• [Task item]
Having found the line that holds "Query — shrub", give that line and all lines after it again, word for word, through the end of the data below.

[Saved data entries]
* * *

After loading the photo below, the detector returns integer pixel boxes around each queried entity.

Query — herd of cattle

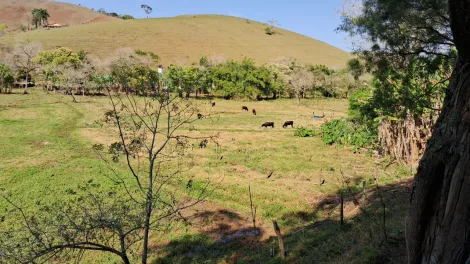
[207,101,306,129]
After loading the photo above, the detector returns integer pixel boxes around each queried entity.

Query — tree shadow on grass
[153,179,412,264]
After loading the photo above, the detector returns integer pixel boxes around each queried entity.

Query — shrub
[294,127,317,137]
[18,24,27,32]
[321,119,376,149]
[0,24,7,31]
[265,27,273,35]
[120,14,135,20]
[348,87,375,122]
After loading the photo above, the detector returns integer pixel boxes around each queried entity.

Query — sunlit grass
[0,89,410,263]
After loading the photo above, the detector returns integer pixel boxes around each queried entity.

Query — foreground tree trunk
[407,1,470,263]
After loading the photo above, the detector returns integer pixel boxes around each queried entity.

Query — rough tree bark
[407,1,470,263]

* * *

• [Result]
Query — shrub
[294,127,317,137]
[18,24,27,32]
[321,119,376,149]
[0,24,7,31]
[265,27,273,35]
[120,14,135,20]
[348,87,375,122]
After loading the photo above, the detector returns integer pixel boxes around each queried entity.

Query — sunlit grass
[0,89,410,263]
After loading the photo above, the detector returns integer pixel boxes around each queried entity.

Query — foreground tree trunk
[407,1,470,263]
After loading the photo above, the detector returns integer pixel boxes around each queried entity.

Query — rough tree bark
[407,1,470,263]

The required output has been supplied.